# Task item
Restate, word for word, each record that follows.

# Provided entries
——

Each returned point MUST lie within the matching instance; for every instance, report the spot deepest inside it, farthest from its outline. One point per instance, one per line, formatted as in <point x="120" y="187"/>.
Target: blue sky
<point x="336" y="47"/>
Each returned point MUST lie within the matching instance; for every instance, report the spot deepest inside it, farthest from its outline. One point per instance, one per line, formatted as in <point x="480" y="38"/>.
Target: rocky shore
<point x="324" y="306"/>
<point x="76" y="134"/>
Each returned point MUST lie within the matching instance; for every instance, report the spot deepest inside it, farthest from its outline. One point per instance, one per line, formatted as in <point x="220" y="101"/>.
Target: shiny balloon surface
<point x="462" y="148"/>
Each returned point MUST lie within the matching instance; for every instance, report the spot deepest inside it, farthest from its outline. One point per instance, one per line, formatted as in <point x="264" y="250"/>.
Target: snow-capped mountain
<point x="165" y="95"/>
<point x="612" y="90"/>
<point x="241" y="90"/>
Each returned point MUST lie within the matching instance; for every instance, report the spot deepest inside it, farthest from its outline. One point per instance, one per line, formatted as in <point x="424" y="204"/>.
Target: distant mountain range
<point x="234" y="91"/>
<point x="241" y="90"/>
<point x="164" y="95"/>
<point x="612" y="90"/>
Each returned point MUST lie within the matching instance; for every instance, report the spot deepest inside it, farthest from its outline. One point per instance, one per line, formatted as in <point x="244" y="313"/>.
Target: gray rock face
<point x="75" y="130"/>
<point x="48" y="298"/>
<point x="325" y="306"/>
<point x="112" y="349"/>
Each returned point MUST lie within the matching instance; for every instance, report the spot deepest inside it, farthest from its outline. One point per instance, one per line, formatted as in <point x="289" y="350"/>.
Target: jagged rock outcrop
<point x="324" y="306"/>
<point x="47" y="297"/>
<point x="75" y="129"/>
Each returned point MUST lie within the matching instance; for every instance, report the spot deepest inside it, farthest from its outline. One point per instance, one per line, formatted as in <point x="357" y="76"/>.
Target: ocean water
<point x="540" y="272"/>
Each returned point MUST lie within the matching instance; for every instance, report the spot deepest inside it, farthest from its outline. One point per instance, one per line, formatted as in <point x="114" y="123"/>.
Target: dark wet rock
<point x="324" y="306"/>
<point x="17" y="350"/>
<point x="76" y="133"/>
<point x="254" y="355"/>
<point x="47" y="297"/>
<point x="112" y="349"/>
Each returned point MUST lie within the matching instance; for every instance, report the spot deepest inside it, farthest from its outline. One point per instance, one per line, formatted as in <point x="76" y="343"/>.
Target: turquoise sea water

——

# Written response
Each returned point MUST lie within the matching instance; for every instance, report the spot deepest inside it, farthest from its outline. One point per instance, one per line, formatted as in <point x="120" y="187"/>.
Target: blue sky
<point x="336" y="47"/>
Each returned point MUST lie within the matching instance; for every instance, report the spot deepest inside it, farthest from its outline. One point per instance, one per line, formatted as in <point x="480" y="38"/>.
Target: rocky shore
<point x="324" y="306"/>
<point x="76" y="134"/>
Each returned point MUST lie within the matching instance; for every instance, report the spot deepest inside it, farthest from its outline. One point per instance, one per line, formatted as in <point x="220" y="101"/>.
Target: shiny balloon surface
<point x="462" y="148"/>
Each returned point MUST lie within the matching instance; for every instance, report the spot deepest inside it, farthest from its outline. One point per instance, one per line, formatted as in <point x="264" y="250"/>.
Target: snow-capped mountain
<point x="165" y="95"/>
<point x="612" y="90"/>
<point x="241" y="90"/>
Each returned point MUST lie within the matching instance; for every instance, report the spot deepest inside it, farthest from its outline. One point per instance, one per line, formatted as in <point x="424" y="204"/>.
Target: distant mountain range
<point x="234" y="91"/>
<point x="241" y="90"/>
<point x="164" y="95"/>
<point x="612" y="90"/>
Each returned point MUST lie within the matching instance; for every instance, report the spot deepest inside it, farthest from its outline. One point per instance, one per line, formatted as in <point x="244" y="313"/>.
Target: gray rock face
<point x="75" y="130"/>
<point x="48" y="298"/>
<point x="325" y="306"/>
<point x="112" y="349"/>
Each returned point MUST lie within the matching instance; for every instance, report the spot deepest inside it, farthest from its outline. One point per instance, one per line, formatted as in <point x="289" y="350"/>.
Target: jagged rock outcrop
<point x="324" y="306"/>
<point x="47" y="297"/>
<point x="75" y="129"/>
Each returned point MUST lie within the matching instance; for every instance, report the spot deepest inside it, farthest from its outline. One point per instance, one per line, formatted as in <point x="357" y="76"/>.
Target: ocean water
<point x="540" y="272"/>
Each returned point MUST lie within the matching instance; for every instance, report the spot deepest inside it, farthest from its outline. One point per instance, one per line, formatted as in <point x="114" y="123"/>.
Target: dark wet rock
<point x="324" y="306"/>
<point x="17" y="350"/>
<point x="76" y="133"/>
<point x="254" y="355"/>
<point x="47" y="297"/>
<point x="112" y="349"/>
Each returned point MUST lie within the matching instance; for every instance, report the spot deepest inside it, farthest from its outline. One point per instance, one per line, formatted as in <point x="76" y="343"/>.
Target: turquoise sea water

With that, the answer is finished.